- **Extract to read**:
Lawrence of Arabia

He was responsible for the death of one of history's most remarkable personages: Lawrence of Arabia. No wonder he looked so unhappy, that red-faced old man avoiding my gaze from inside the pages of the National Geographic, some decades earlier the young boy Lawrence fatally swerved to avoid – a scene recreated for the opening of the film.

I had a similar expression on my face as I flipped through another magazine recently, Entertainment Weekly, which named Peter O'Toole's portrayal of Lawrence the greatest performance ever committed to film.

My facial muscles only fully relaxed after a hasty umpteenth viewing of this 1962 classic, after which I was able to reach a compromise with the magazine's editors: O'Toole's Lawrence is the greatest debutperformance ever committed to film.

What strikes you about O'Toole's Lawrence is the actor's innate sense of how to act for the camera. O'Toole was able to instantly recognize his visual assets and make maximum use of them: the ice blue eyes, the skeletal angularity, the fey fire within. Using these tools, O'Toole is able, for all of the literacy of Robert Bolt's screenplay and the supreme craftsmanship of David Lean's direction, to give the film its only true weight: the eternal struggle of Man and Superman; Lawrence's realization of his mortality in spite of his Godlike grasp.

It's all the more remarkable that O'Toole is so able, throughout the film, to suggest Lawrence's complicated inner life when he is forced to act within the confines of an epic, a form made up largely of wide and medium shots; even the close-ups usually push the central figure to the right or left of frame in order to accommodate as much scenery as possible.

Then, of course, there is his use of language; like all great actors, O'Toole instinctively defies expectation, going with the soft where most would go hard, setting himself roaring when most would whisper.

He is surrounded by actors with far more film experience, yet none of their styles fit the medium as perfectly as his – not Anthony Quayle's plain-faced frustration, Donald Wolfitt's old school blustering, Claude Raines' scene-stealing underplaying, Alec Guinness' pointed dreaminess, Anthony Quinn's coarse clowning, or Arthur Kennedy's broad, American posturing.

Yes, it's a truly great performance. But God's gift to screen acting? No. Calling it that is simply further proof, as Lawrence himself discovered, that Gods aren't what they're cracked up to be.

- **Actions to take**:
(A) Translate this sentence from the piece on Peter O'Toole's Lawrence into Spanish: "Yes, it's a truly great performance."
(B) Rewrite the part of the piece on Peter O'Toole's Lawrence that opens with the words containing "I had a similar" and closes with "debutperformance ever committed to film.", putting "periodical" wherever "magazine" appears.

- **The data**:
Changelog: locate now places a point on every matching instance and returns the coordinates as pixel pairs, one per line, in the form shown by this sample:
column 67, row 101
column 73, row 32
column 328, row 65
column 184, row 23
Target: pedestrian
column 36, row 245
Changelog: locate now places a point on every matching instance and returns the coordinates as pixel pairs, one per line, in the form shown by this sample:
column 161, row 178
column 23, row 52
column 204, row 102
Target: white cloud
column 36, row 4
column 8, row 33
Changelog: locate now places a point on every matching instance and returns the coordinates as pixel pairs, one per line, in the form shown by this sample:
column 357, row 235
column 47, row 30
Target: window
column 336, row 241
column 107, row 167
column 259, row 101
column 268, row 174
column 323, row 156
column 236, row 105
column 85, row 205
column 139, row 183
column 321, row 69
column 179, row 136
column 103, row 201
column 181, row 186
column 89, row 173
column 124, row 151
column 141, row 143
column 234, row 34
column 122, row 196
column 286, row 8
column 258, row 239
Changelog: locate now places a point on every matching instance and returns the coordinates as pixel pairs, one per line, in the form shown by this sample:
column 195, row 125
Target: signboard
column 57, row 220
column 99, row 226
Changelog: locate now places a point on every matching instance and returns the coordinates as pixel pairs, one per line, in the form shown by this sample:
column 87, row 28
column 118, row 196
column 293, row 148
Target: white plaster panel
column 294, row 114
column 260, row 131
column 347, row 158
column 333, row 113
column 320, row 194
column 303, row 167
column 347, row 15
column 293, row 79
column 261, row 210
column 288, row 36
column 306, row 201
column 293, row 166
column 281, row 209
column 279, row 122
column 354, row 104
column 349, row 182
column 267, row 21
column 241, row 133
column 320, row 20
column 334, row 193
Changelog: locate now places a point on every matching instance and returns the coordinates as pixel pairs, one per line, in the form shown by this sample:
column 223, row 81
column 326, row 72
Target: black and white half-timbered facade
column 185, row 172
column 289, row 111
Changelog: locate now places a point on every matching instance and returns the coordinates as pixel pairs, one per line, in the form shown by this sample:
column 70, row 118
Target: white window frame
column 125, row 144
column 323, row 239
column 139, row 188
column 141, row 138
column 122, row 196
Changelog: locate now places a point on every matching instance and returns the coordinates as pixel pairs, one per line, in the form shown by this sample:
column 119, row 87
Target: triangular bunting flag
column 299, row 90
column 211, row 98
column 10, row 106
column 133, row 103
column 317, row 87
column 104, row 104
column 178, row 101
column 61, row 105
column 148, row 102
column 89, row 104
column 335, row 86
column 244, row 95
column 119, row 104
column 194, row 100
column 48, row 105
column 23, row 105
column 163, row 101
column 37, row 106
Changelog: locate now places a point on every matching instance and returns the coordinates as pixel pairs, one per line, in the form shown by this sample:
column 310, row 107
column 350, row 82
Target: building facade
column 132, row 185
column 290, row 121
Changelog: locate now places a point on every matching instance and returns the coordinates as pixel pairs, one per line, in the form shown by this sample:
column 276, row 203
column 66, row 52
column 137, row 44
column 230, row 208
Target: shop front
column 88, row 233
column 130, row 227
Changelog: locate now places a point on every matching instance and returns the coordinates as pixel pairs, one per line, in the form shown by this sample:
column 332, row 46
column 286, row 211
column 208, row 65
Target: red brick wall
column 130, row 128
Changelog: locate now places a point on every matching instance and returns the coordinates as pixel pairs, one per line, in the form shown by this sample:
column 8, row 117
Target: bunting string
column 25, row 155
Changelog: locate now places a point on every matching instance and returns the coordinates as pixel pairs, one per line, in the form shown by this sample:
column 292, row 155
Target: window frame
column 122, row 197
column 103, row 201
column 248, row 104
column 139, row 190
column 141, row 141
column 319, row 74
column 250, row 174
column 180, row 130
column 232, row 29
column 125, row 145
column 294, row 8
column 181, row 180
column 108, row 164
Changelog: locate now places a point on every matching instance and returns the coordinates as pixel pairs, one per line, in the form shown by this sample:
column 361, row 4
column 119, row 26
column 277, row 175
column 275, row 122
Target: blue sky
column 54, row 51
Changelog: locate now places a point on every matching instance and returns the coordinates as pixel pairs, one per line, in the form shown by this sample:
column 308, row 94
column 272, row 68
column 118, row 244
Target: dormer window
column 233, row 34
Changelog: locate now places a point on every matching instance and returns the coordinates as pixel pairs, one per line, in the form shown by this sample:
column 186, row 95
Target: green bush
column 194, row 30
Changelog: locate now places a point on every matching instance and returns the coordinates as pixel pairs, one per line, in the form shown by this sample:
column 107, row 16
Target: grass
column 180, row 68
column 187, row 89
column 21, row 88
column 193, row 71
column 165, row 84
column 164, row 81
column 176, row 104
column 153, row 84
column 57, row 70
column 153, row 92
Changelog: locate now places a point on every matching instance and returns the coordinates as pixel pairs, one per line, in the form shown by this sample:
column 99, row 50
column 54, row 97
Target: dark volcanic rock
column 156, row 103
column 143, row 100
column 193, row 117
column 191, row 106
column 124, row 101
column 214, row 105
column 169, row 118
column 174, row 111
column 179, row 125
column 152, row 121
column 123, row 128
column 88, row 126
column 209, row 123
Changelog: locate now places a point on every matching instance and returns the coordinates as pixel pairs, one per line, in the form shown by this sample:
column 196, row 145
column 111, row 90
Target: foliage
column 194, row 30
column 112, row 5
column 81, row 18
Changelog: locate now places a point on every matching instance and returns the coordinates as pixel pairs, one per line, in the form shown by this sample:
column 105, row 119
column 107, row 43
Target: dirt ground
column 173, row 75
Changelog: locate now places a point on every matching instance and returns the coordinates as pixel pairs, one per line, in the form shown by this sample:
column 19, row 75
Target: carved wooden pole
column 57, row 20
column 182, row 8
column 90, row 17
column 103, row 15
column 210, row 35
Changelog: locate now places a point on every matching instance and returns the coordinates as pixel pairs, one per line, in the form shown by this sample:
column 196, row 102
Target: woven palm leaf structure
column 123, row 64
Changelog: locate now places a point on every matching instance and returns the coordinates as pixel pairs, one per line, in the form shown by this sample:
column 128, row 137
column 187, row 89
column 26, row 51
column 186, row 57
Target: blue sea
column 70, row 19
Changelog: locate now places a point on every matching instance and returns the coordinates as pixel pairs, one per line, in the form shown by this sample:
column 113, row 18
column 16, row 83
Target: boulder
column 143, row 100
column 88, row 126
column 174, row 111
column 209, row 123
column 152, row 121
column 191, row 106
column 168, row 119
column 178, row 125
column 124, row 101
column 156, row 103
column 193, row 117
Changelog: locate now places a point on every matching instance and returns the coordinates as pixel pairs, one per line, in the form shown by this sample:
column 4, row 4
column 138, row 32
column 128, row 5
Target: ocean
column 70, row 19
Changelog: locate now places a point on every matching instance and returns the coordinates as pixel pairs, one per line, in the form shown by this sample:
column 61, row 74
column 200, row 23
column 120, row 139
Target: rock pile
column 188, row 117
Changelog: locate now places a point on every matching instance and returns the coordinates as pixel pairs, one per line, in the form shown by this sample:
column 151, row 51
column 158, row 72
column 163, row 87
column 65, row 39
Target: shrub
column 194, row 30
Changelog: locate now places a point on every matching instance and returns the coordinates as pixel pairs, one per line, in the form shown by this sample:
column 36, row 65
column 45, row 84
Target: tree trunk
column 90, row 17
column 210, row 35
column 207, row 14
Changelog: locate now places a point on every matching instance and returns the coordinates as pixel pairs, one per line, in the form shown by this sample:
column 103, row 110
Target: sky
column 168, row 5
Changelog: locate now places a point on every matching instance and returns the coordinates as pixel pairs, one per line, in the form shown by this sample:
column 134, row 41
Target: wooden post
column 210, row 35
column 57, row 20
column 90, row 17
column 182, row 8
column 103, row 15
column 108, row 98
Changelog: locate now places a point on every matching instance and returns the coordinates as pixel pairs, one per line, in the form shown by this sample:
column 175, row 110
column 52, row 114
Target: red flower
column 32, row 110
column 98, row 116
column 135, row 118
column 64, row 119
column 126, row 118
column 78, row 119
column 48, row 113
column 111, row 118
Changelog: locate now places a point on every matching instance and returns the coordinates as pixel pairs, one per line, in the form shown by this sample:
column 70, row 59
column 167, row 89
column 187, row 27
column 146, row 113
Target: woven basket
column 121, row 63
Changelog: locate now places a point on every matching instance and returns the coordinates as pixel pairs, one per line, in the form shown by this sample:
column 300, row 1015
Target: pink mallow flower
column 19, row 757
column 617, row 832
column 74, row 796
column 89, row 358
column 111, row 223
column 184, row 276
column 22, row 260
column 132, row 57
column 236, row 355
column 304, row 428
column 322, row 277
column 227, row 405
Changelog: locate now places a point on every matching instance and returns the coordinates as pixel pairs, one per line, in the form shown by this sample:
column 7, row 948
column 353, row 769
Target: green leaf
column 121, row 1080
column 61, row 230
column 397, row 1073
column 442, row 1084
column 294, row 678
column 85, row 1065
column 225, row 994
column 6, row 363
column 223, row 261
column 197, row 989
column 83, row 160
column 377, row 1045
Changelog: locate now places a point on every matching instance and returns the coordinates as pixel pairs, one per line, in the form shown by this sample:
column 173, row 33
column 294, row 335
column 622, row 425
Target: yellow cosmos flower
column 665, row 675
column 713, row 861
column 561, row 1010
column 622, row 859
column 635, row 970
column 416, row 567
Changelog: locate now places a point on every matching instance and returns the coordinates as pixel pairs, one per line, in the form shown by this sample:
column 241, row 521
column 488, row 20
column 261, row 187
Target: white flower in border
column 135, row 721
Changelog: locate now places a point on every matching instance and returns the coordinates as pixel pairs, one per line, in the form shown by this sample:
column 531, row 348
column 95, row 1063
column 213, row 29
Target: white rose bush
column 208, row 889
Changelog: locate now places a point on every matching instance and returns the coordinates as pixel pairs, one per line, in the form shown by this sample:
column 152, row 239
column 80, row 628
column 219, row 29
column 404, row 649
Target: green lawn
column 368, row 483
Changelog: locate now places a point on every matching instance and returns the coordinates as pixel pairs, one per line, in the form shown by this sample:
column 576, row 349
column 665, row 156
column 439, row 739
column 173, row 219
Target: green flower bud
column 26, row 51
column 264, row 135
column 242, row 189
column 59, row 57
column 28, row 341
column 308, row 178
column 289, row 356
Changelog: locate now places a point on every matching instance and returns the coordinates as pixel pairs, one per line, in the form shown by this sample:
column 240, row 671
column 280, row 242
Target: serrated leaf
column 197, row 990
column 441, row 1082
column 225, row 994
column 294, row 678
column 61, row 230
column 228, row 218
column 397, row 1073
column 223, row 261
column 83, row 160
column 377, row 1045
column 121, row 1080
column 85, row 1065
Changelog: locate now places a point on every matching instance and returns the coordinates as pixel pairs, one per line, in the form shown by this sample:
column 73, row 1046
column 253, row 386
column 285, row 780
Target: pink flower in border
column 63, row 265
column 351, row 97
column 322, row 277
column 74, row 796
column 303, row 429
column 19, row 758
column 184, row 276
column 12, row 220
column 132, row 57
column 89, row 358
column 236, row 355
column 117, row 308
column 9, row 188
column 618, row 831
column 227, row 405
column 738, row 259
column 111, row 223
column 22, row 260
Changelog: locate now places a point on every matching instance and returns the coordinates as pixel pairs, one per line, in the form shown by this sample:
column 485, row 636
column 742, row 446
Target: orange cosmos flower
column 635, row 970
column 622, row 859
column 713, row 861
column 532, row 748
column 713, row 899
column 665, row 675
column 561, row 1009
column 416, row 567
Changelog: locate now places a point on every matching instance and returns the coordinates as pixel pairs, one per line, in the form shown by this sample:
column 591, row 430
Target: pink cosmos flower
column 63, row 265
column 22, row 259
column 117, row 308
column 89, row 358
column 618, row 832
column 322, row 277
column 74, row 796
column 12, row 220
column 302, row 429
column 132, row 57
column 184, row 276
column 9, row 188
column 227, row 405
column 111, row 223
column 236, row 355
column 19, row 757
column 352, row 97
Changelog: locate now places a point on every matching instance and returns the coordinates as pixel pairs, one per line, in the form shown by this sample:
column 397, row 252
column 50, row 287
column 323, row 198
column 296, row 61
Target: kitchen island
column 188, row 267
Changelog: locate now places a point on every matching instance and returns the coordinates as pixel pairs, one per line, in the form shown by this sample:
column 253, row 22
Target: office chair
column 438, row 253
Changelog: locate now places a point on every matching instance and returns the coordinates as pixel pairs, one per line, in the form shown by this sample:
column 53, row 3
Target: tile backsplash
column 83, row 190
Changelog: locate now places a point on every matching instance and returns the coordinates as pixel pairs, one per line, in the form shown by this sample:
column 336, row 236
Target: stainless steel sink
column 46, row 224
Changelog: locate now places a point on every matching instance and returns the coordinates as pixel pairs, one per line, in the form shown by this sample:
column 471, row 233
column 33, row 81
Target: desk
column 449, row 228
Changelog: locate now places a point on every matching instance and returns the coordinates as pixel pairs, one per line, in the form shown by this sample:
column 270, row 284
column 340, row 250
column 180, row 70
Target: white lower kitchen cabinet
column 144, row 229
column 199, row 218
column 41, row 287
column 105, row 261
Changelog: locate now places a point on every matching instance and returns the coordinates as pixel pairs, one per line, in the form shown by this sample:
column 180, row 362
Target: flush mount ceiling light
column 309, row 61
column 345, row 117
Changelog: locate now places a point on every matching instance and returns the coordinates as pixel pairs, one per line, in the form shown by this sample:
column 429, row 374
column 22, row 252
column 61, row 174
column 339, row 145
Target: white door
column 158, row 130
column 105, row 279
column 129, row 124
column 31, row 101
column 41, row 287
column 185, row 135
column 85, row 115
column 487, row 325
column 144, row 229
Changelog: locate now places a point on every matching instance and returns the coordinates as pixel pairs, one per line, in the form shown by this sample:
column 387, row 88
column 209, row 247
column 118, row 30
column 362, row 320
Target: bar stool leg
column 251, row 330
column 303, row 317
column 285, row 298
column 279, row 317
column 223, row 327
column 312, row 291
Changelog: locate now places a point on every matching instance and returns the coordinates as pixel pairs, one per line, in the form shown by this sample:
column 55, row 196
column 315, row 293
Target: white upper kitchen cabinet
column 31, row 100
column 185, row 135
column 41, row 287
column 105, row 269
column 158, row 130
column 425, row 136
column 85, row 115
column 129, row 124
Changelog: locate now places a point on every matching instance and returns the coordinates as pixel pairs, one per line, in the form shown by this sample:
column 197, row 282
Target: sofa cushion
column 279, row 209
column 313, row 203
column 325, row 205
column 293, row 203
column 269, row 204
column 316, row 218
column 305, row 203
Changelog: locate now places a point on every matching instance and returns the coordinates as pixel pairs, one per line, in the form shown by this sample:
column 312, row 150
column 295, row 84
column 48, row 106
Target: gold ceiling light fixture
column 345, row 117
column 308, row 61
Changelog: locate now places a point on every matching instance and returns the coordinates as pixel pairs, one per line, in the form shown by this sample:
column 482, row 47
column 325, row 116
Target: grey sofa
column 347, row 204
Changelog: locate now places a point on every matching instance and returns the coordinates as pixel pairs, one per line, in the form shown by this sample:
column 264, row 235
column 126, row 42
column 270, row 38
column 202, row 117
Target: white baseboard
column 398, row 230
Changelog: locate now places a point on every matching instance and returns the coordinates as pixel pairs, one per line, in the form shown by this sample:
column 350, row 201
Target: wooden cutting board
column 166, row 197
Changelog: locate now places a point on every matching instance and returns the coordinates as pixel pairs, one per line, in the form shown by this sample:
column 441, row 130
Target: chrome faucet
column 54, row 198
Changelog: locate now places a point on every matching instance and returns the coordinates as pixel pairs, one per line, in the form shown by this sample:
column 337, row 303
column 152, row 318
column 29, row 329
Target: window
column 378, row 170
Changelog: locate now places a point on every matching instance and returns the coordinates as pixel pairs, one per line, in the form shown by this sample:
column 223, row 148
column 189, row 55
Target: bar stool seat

- **Responses by item number**:
(A) Sí, es una actuación verdaderamente grandiosa.

(B)
I had a similar expression on my face as I flipped through another periodical recently, Entertainment Weekly, which named Peter O'Toole's portrayal of Lawrence the greatest performance ever committed to film.

My facial muscles only fully relaxed after a hasty umpteenth viewing of this 1962 classic, after which I was able to reach a compromise with the periodical's editors: O'Toole's Lawrence is the greatest debutperformance ever committed to film.